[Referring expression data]
┄┄┄┄┄┄┄┄┄┄┄┄┄┄┄┄┄┄┄┄

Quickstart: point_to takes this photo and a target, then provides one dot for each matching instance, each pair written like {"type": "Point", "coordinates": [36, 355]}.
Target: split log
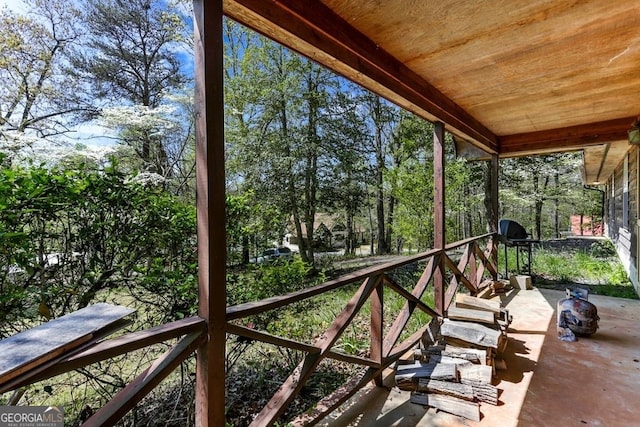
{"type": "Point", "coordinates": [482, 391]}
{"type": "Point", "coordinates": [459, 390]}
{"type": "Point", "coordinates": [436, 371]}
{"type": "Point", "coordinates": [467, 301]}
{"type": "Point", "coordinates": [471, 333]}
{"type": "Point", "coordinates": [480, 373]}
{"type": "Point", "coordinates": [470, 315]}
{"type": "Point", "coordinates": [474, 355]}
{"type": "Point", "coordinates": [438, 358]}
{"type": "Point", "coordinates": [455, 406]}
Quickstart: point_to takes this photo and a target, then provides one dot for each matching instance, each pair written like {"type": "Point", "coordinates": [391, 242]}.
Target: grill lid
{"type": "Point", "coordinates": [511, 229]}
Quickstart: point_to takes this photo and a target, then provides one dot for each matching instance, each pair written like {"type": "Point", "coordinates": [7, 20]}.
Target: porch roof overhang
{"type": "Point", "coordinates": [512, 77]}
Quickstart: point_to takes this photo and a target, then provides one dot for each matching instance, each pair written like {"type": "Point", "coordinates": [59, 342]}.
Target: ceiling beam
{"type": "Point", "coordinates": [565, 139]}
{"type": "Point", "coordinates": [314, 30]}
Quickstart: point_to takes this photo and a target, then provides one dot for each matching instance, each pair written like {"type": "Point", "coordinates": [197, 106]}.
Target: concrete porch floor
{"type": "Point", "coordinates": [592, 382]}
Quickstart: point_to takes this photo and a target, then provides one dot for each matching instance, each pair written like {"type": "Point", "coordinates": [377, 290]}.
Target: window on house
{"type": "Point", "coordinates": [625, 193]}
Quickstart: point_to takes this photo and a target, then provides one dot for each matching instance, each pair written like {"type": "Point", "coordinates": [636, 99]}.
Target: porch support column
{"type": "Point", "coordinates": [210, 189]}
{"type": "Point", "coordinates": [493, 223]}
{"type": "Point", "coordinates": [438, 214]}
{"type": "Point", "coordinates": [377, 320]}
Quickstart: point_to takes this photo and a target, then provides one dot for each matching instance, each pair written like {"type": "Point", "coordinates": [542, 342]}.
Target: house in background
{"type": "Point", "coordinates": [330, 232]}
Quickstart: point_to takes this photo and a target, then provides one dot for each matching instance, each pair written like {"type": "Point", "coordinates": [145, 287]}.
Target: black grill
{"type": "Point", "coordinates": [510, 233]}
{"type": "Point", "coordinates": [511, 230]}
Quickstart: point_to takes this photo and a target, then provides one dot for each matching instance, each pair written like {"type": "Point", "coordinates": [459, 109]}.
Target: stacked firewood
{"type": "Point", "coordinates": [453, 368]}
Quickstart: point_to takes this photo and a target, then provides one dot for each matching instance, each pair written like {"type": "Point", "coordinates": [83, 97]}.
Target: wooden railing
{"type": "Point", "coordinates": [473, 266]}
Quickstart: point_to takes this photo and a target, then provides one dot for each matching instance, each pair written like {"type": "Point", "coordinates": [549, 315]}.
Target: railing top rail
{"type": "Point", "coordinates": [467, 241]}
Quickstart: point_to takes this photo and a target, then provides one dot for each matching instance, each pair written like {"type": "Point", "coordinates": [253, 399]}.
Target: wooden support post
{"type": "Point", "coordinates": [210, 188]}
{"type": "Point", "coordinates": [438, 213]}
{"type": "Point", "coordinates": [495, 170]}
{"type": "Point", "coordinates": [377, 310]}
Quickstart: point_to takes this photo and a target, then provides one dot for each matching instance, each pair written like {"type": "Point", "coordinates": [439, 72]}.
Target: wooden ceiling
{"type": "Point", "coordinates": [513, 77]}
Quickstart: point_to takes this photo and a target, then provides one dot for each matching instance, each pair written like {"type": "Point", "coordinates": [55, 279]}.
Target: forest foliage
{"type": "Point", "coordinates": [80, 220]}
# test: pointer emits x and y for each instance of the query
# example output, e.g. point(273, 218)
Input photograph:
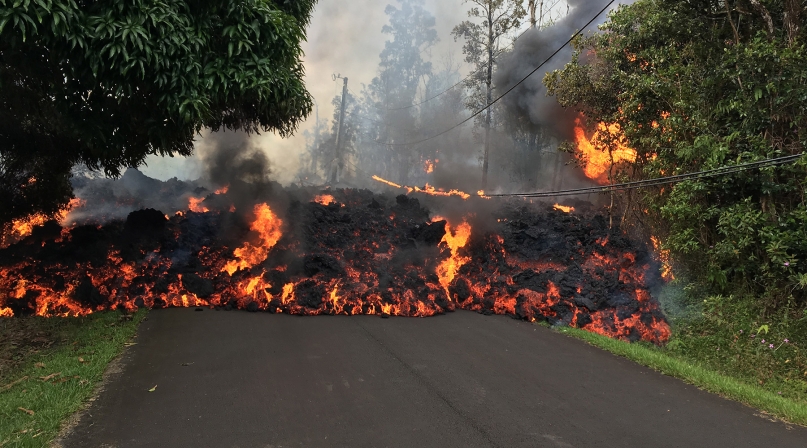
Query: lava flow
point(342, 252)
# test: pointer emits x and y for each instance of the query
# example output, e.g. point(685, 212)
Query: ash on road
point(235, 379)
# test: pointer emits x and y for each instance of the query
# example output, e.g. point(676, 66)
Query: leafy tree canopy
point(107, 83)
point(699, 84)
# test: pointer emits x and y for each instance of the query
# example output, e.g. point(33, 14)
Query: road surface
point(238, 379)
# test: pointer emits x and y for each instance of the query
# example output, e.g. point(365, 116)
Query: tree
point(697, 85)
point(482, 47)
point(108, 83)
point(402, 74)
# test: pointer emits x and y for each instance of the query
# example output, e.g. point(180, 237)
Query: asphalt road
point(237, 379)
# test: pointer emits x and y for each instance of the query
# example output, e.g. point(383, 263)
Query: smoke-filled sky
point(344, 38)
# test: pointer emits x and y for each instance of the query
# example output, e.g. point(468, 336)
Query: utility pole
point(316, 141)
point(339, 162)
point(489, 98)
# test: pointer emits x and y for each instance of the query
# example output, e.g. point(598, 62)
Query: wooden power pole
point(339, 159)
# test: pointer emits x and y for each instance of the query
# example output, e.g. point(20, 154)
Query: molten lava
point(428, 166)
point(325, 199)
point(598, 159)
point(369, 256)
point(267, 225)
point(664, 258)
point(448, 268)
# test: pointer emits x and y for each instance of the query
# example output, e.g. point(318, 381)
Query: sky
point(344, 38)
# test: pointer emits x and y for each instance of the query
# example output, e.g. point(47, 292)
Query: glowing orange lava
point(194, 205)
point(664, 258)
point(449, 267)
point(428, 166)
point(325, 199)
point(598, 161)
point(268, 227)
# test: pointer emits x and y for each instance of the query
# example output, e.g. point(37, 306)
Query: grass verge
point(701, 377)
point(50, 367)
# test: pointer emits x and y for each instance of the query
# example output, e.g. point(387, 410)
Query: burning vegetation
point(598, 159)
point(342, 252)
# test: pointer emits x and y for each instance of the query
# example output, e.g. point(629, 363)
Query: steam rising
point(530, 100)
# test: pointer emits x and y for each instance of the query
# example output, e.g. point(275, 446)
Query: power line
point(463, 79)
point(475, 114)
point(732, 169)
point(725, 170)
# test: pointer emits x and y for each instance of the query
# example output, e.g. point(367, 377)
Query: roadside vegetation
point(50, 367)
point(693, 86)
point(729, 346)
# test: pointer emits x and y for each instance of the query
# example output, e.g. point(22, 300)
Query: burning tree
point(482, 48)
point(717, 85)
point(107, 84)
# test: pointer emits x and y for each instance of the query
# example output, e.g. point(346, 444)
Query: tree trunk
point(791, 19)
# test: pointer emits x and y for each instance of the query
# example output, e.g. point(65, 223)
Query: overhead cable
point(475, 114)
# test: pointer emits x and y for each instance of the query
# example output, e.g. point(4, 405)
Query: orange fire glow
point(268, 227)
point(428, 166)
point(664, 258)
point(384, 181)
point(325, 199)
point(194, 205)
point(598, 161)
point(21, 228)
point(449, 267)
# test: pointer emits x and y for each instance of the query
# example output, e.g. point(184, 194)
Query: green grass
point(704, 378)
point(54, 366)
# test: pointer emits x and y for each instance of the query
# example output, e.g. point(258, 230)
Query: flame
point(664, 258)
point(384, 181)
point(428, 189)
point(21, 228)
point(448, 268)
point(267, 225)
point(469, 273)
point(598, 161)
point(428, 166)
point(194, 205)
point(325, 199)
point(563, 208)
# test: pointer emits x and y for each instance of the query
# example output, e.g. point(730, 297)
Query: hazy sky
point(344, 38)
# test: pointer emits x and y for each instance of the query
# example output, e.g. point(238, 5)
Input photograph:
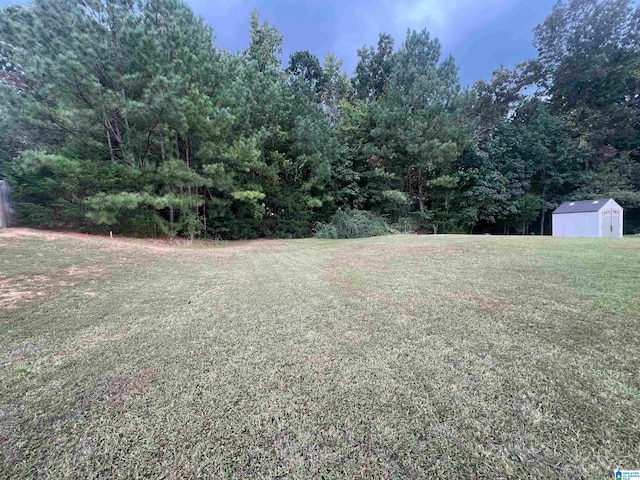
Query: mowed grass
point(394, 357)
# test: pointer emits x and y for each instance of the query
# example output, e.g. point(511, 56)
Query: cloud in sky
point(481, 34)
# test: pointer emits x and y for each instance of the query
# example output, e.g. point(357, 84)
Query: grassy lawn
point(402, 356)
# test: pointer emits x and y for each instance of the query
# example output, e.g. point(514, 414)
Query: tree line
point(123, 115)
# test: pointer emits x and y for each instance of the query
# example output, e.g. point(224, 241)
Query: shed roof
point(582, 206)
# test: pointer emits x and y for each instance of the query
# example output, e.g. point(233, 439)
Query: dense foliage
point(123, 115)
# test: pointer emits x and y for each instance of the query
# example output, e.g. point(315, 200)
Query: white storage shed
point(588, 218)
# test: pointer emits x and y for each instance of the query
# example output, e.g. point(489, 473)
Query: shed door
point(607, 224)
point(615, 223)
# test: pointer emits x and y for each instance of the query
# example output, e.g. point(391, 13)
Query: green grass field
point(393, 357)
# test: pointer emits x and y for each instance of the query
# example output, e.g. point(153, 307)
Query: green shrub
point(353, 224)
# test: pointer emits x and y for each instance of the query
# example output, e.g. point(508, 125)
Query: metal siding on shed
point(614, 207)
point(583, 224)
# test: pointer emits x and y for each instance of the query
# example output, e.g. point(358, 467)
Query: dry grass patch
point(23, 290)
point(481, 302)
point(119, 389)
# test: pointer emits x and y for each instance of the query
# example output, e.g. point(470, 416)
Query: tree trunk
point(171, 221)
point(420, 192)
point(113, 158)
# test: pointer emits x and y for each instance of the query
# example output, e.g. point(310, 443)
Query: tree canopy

┄┄┄┄┄┄┄┄┄┄┄┄┄┄┄┄┄┄┄┄

Instructions for the task -
Begin at the line above that has "# example output, e.g. point(598, 62)" and stop after the line that has "# example output, e.g. point(20, 154)", copying each line exactly and adding nothing else.

Task output -
# example output, e.g. point(598, 62)
Query: wooden power pole
point(339, 159)
# test: pointer emits x and y for each instance of the query
# example output, e.g. point(20, 154)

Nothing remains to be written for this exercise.